- _Dataset records_:
>> BEGIN

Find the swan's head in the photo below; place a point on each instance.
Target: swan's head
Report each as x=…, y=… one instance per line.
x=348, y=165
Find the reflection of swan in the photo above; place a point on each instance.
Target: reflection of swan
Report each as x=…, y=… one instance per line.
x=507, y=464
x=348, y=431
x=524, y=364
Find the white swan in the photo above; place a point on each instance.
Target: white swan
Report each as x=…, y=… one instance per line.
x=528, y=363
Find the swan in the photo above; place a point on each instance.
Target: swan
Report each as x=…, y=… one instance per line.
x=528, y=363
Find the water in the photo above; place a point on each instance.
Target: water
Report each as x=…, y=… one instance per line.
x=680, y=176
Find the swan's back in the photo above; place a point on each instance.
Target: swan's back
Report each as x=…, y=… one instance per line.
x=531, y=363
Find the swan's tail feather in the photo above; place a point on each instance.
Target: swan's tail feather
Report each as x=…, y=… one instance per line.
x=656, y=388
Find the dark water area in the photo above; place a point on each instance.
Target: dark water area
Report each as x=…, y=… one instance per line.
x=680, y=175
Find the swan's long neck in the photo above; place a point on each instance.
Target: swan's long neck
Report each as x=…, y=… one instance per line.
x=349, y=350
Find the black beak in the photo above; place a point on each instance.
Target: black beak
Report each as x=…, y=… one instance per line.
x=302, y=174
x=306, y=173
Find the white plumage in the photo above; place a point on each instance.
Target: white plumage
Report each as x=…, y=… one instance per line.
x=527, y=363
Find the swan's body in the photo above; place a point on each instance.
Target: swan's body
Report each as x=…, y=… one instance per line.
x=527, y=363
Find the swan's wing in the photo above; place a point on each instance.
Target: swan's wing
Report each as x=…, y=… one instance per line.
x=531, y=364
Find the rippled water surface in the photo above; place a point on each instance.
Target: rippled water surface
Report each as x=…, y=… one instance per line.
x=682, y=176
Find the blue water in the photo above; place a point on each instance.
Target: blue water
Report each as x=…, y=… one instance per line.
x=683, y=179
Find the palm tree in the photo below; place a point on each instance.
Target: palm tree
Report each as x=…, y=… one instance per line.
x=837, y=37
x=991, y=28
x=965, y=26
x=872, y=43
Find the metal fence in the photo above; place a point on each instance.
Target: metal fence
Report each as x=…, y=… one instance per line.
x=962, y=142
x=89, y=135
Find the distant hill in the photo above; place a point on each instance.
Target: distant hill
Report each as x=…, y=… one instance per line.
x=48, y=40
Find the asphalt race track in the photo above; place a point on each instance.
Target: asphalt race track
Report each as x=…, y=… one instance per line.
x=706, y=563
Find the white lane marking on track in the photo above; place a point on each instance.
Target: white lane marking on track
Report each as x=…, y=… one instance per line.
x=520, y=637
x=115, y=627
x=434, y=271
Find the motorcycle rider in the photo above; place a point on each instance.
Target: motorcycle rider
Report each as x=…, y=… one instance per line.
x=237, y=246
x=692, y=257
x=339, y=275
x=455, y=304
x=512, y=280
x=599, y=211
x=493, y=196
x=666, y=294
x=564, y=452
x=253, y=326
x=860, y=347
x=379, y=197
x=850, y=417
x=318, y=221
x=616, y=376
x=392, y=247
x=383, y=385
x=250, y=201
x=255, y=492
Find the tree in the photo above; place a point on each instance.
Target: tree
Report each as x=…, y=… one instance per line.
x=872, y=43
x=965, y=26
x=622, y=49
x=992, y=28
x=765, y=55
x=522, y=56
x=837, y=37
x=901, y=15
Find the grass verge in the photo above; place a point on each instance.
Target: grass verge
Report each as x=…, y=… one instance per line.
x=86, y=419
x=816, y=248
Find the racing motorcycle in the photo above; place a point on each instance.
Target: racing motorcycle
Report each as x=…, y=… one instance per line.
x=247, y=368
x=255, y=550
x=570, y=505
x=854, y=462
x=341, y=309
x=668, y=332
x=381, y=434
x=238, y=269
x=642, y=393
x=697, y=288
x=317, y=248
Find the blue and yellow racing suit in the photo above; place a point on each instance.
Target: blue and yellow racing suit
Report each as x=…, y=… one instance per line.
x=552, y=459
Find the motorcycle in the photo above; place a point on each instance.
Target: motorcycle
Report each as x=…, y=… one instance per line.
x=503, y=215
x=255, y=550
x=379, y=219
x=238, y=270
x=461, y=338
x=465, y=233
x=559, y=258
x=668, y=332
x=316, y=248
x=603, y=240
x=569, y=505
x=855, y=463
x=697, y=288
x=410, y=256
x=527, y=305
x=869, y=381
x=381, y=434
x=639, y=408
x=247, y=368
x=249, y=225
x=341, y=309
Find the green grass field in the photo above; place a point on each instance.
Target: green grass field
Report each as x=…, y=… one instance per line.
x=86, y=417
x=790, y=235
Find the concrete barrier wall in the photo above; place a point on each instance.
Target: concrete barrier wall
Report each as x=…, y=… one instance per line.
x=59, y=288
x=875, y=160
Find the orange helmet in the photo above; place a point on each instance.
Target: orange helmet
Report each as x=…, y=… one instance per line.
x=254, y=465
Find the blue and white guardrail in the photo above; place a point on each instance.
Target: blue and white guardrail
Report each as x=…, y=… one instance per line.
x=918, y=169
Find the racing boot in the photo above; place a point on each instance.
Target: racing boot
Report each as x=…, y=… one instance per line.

>> END

- _Problem details_:
Turn the lines above into a numbered list, covering everything from the line that contains "Find the palm" down to the line that contains "x=89, y=135", with both of those lines included and any blank lines left out.

- _Exercise response_:
1. Find the palm tree in the photo below; place a point on each instance.
2. Target: palm tree
3. Report each as x=…, y=… one instance per line.
4. x=837, y=37
5. x=991, y=28
6. x=965, y=26
7. x=872, y=43
8. Find the metal fence in the photo above; place a point on each instance.
9. Target: metal fence
10. Report each as x=…, y=… one instance per line.
11. x=962, y=142
12. x=89, y=135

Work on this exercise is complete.